Start of Records shown

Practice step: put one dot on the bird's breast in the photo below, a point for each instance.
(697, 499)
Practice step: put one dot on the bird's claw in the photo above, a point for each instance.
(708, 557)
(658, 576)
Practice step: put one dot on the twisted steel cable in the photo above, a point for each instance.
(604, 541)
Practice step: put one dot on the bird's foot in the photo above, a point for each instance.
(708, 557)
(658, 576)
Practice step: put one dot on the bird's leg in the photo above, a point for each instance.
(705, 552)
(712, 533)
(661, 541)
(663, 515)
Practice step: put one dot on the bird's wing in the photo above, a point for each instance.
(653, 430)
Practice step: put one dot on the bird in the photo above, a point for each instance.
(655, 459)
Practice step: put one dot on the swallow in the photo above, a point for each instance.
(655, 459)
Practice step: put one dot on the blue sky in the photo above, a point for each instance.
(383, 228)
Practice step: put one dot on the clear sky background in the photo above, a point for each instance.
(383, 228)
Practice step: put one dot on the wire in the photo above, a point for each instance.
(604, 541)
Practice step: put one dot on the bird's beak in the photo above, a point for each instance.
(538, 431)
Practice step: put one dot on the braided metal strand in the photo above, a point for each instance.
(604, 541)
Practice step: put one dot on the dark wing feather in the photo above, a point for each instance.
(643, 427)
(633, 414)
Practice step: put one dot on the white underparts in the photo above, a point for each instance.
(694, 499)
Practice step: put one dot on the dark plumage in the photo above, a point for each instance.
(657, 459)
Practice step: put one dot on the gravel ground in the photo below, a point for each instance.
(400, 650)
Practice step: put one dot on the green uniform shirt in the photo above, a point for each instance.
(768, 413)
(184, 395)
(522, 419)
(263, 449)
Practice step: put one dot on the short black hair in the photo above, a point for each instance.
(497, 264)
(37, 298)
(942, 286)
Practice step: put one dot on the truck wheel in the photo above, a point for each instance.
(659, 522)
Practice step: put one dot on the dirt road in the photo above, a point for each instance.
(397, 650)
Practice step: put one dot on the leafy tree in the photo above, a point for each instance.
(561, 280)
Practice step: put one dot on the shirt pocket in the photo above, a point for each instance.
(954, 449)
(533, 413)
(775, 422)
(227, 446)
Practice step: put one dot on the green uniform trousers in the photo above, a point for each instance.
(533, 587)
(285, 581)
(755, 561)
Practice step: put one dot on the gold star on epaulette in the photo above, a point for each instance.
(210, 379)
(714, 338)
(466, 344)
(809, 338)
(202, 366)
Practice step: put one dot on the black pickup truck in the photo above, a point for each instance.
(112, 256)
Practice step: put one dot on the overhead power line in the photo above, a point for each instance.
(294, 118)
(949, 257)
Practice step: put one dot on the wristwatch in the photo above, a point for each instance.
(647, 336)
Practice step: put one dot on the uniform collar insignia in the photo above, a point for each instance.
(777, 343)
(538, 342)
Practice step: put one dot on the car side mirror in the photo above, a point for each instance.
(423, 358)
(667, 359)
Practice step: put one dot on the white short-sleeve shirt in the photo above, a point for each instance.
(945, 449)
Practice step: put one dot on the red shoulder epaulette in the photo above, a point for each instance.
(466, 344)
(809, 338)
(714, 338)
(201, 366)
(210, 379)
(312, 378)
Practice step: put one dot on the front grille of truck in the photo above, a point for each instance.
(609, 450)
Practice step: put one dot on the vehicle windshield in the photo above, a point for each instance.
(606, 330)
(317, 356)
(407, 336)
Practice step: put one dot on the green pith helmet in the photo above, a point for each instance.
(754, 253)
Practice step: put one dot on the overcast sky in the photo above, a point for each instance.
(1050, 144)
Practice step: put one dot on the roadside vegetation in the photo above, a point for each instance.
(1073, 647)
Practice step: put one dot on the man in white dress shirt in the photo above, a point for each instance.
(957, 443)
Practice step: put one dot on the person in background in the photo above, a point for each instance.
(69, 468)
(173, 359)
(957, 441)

End of Records shown

» Brief: Could you reproduce the lines above, from the one that holds "Practice step: put one dot on the car" through the last, exactly as they stand?

» Response area:
Practice step: put one dot on the car side mirror in the photo above, a point for each instance.
(423, 358)
(667, 359)
Practice step: put one dot on the white short-sleeve shirt in the photo above, a point for each instance.
(945, 449)
Practice step: put one dot on the red shoulder epaulette in the photo above, a point for each instance.
(466, 344)
(809, 338)
(714, 338)
(201, 366)
(210, 379)
(312, 378)
Practice step: put one dot on the front grille of truck in the photo above, a point for each instance.
(609, 450)
Practice step: put one dot on the vehicle windshield in the photo above, a point for each instance.
(606, 330)
(317, 356)
(407, 336)
Practice step: put one dot on the green pith helmet in the photo above, a point for each instance.
(754, 253)
Practice step: put one dot on the overcast sky in the photo above, a point for each instance.
(1050, 144)
Practice step: put one dot on the roadside vegetation in the photo above, a point for each instance.
(1073, 647)
Practice step: put one dot on the man in white dress shirt in the photo above, a point for each instance.
(957, 443)
Practice step: put one dot on the person in background in the photo above, a point for each instance.
(69, 468)
(173, 359)
(957, 441)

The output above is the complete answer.